> _INSTRUCTIONS FOR THE TASK_
Output the data verbatim, minus the images.

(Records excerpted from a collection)
************
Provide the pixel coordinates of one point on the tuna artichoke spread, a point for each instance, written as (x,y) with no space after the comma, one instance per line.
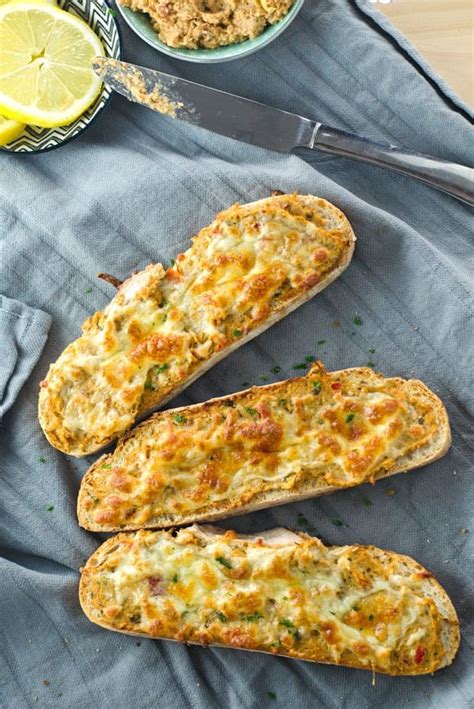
(210,23)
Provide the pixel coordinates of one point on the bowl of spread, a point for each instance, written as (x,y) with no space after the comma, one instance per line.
(208,31)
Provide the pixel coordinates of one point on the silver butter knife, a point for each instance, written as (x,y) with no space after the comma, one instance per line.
************
> _ANSWER SECTION_
Provide the pixel coordinates of one point on the tuna artichoke spread, a point for each instance, written as (x,y) with no space after the comma, one instance per line.
(210,23)
Provide the pixel coordinates of one point on the bowl of spread, a point for each instance, written as (x,y) with no space after the comma, one instance per line.
(208,31)
Provide the pixel coordinates of one point on the silver butter knife, a point for each instance, written as (x,y) with no space after the comma, one instance per line.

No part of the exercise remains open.